• **Task prompt**
Each line of the material below should be retyped precisely as it appears.

• **Material shown**

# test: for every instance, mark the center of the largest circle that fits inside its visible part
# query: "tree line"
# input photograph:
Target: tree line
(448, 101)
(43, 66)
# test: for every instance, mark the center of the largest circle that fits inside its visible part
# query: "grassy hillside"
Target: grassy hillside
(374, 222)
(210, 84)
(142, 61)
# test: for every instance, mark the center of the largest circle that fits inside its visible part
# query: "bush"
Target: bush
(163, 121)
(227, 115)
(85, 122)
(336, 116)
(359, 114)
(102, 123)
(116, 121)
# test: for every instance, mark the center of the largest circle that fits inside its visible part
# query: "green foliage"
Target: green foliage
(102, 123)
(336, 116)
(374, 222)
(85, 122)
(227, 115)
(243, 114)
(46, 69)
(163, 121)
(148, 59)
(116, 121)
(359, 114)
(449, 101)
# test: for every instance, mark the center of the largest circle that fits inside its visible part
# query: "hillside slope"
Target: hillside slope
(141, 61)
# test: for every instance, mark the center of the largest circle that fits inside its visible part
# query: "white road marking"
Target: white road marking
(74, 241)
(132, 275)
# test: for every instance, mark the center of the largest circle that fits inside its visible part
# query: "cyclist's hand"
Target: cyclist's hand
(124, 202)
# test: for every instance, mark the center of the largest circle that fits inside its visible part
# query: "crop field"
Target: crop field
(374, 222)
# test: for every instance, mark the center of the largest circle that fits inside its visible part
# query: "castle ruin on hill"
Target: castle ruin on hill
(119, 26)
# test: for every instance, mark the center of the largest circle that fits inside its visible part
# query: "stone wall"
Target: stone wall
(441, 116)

• **Response area**
# test: for every instance, mark the center of the largest circle that fits inside its visible part
# query: "tree line"
# input photograph:
Target: tree line
(448, 101)
(43, 66)
# test: for every instance, mark the center of the largest circle that fits inside its visible part
# query: "grassy hillside"
Target: grassy hillside
(374, 222)
(210, 84)
(142, 61)
# test: for every instance, mark the center of the largest circle that fits inside its visible part
# query: "bush"
Target: bush
(163, 121)
(227, 115)
(85, 122)
(336, 116)
(359, 114)
(102, 123)
(116, 121)
# test: for every instance, mark the center of the largest circle that fits inside its visible part
# query: "green foliage"
Target: green foliage
(102, 123)
(336, 116)
(374, 222)
(85, 122)
(227, 115)
(243, 114)
(46, 69)
(163, 121)
(148, 59)
(116, 121)
(359, 114)
(449, 101)
# test: for every instance, mark the center of the largest circle that fits inside its visible part
# query: "hillside slope"
Target: hillside slope
(141, 61)
# test: for every instance, mark the center of the largest circle that fits inside its visible part
# query: "white road marking"
Target: white road marking
(74, 241)
(132, 275)
# test: for every instance, mark the center of the largest circle that fits inside its visible part
# query: "cyclist's hand"
Target: cyclist's hand
(124, 202)
# test: for every instance, mark the center of the largest circle that fits inside its visible part
# query: "crop field"
Target: crop field
(374, 222)
# test: for every instance, mark the center of the largest circle that fits inside its visible part
# query: "castle ruin on hill"
Target: castle ruin on hill
(119, 26)
# test: for every instance, mark the center of the largest circle that fits inside its visible part
# query: "stone wall"
Target: stone wall
(441, 116)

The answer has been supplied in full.